⟨

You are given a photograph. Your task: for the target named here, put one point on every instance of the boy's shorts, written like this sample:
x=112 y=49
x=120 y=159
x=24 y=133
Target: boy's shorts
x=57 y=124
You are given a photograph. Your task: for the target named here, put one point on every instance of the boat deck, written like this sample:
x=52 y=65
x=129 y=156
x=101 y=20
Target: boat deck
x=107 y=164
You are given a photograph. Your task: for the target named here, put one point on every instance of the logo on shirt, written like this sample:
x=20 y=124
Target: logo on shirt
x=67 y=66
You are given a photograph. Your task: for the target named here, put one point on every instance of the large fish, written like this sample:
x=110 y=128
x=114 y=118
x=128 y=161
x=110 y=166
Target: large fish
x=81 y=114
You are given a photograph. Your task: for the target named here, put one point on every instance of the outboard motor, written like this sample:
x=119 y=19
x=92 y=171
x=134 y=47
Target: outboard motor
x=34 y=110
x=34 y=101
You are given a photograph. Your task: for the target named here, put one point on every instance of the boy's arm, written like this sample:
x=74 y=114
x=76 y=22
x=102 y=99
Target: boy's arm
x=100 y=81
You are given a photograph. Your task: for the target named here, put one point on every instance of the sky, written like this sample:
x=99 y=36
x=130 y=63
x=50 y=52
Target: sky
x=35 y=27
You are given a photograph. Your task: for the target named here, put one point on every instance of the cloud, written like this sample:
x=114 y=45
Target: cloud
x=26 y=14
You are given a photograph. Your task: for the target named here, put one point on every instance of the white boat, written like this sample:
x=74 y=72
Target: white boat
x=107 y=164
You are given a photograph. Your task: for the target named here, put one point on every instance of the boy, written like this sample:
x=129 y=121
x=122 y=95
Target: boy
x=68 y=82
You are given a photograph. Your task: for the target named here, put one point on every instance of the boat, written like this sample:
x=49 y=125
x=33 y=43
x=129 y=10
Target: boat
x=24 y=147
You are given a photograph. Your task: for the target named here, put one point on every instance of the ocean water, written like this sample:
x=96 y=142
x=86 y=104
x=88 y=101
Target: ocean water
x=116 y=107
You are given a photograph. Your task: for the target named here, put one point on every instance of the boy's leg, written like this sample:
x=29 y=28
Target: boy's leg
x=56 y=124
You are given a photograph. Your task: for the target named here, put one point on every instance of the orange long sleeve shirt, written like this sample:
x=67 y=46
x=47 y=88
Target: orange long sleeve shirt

⟩

▸ WRITTEN PROBLEM
Copy all of the rows above word for word, changing nothing.

▸ ANSWER TO THE TASK
You are given a photograph. Your task: for the target named here, put one point on every instance of the boy's shorts, written like this sample:
x=112 y=49
x=120 y=159
x=24 y=133
Target: boy's shorts
x=57 y=124
You are given a photograph. Your task: for the target named here, put one point on every instance of the boat deck, written like this sample:
x=52 y=65
x=129 y=156
x=101 y=20
Target: boat deck
x=107 y=164
You are given a photograph. Your task: for the target named here, put one point on every instance of the logo on shirt, written like this sample:
x=20 y=124
Target: logo on shirt
x=67 y=66
You are given a photograph. Your task: for the target named here, put one point on every instance of the large fish, written like this sample:
x=110 y=128
x=114 y=118
x=128 y=161
x=110 y=166
Target: large fish
x=81 y=114
You are given a photograph. Your task: for the target named here, put one point on every instance of the outboard motor, written like this sample:
x=119 y=19
x=92 y=171
x=134 y=47
Target: outboard motor
x=34 y=110
x=34 y=101
You are given a photograph. Your task: for the target named here, put one point on every instance of the boy's arm, written like this sample:
x=74 y=114
x=76 y=22
x=102 y=99
Target: boy's arm
x=100 y=81
You are given a photograph. Your task: for the target named here, put one point on every instance of the sky, written like this sample:
x=99 y=36
x=130 y=63
x=50 y=52
Target: sky
x=35 y=27
You are given a photograph. Your task: for the target named here, put one point on every instance of the cloud, written like this sample:
x=114 y=45
Target: cloud
x=26 y=14
You are given a photograph. Your task: for the target named here, put one point on every instance of the white boat, written like this sample:
x=74 y=72
Target: white boat
x=107 y=164
You are given a photograph. Your task: for the target named here, put one point on every instance of the boy, written like this sample:
x=129 y=121
x=122 y=95
Target: boy
x=68 y=82
You are given a photograph. Your task: for the target named here, put one point on every instance of the boat, written like this sample:
x=49 y=125
x=33 y=43
x=129 y=10
Target: boat
x=24 y=147
You are given a photograph. Your task: for the target named here, put one point on every instance of the ocean water, written like this sample:
x=96 y=142
x=86 y=104
x=88 y=101
Target: ocean water
x=116 y=107
You are given a photograph. Your task: for the target named here, put one point on every instance of the boy's leg, written like this sample:
x=29 y=28
Target: boy's leg
x=56 y=124
You are given a photograph. Your task: for the target named here, put one point on every instance of the orange long sleeve shirt, written like this sample:
x=67 y=46
x=47 y=88
Target: orange long sleeve shirt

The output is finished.